Attention, contre toutes apparences, n’allez pas y voir le début de la campagne des européennes pour Renaissance. « Ce n’est pas un lancement, c’est une première étape, une mise en jambes », assure Antoine Guéry, porte-parole de Stéphane Séjournée au Parlement européen. Mais reste que le sujet européen sera bien central sur le campus. « Il faut beaucoup parler d’Europe », confirme un ministre, qui défend l’idée de se lancer à plein dans la bataille, du moins quand elle aura vraiment commencé :
Mais il s’agit de ne pas non plus partir trop vite, comme l’ont fait, selon les macronistes, Jordan Bardella pour le RN et Marion Maréchal pour Reconquête. « On n’a pas intérêt à se caler sur leur calendrier », met en garde une source gouvernementale. C’est donc plutôt une précampagne qui se met en place.
« On sera quasiment la seule liste pro européenne »

- **Exercices à traiter**
1. Répondez aux questions suivantes à partir du texte étudié.
(a) Quelle fonction le texte attribue-t-il à Antoine Guéry ?
(b) Quels responsables politiques sont partis trop vite selon les macronistes, et pour quels partis ?
(c) Qu'est-ce qui se met plutôt en place d'après la dernière phrase du deuxième paragraphe ?
2. Relevez toutes les personnes désignées par leur nom dans le texte étudié.
3. Recopiez fidèlement le passage du texte étudié qui commence par « Attention, contre toutes » et se termine par « met en place. ».

- **Informations sources**
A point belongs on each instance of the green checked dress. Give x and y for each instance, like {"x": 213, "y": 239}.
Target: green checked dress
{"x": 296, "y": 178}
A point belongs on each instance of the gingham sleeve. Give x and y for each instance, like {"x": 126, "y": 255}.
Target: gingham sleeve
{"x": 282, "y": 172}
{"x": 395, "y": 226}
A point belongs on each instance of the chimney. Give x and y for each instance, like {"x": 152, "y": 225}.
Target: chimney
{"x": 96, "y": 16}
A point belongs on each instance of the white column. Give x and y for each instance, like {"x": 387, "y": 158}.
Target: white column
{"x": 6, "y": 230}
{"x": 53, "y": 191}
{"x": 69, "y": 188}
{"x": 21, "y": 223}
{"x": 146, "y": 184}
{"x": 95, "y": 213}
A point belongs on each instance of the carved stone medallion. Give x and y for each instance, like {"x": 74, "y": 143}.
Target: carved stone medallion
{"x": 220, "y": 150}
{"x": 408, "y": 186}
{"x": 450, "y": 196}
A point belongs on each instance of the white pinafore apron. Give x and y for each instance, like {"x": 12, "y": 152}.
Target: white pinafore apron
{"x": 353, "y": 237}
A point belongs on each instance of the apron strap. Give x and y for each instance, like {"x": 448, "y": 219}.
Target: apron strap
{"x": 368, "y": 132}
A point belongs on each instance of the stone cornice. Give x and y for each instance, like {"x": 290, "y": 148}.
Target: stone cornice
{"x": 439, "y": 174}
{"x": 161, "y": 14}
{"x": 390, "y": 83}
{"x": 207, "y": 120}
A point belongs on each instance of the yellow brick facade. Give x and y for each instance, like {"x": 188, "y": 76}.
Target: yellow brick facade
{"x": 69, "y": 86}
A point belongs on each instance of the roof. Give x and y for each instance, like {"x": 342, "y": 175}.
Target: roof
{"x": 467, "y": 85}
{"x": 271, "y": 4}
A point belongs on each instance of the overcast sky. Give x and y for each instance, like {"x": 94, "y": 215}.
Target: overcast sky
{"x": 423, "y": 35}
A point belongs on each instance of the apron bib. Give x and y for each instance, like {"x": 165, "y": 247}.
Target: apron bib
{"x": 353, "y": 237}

- **Résultats des exercices**
1.
(a) Il est porte-parole de Stéphane Séjournée au Parlement européen.
(b) Jordan Bardella pour le RN et Marion Maréchal pour Reconquête.
(c) Une précampagne.

2. Antoine Guéry, Stéphane Séjournée, Jordan Bardella, Marion Maréchal.

3.
Attention, contre toutes apparences, n’allez pas y voir le début de la campagne des européennes pour Renaissance. « Ce n’est pas un lancement, c’est une première étape, une mise en jambes », assure Antoine Guéry, porte-parole de Stéphane Séjournée au Parlement européen. Mais reste que le sujet européen sera bien central sur le campus. « Il faut beaucoup parler d’Europe », confirme un ministre, qui défend l’idée de se lancer à plein dans la bataille, du moins quand elle aura vraiment commencé :
Mais il s’agit de ne pas non plus partir trop vite, comme l’ont fait, selon les macronistes, Jordan Bardella pour le RN et Marion Maréchal pour Reconquête. « On n’a pas intérêt à se caler sur leur calendrier », met en garde une source gouvernementale. C’est donc plutôt une précampagne qui se met en place.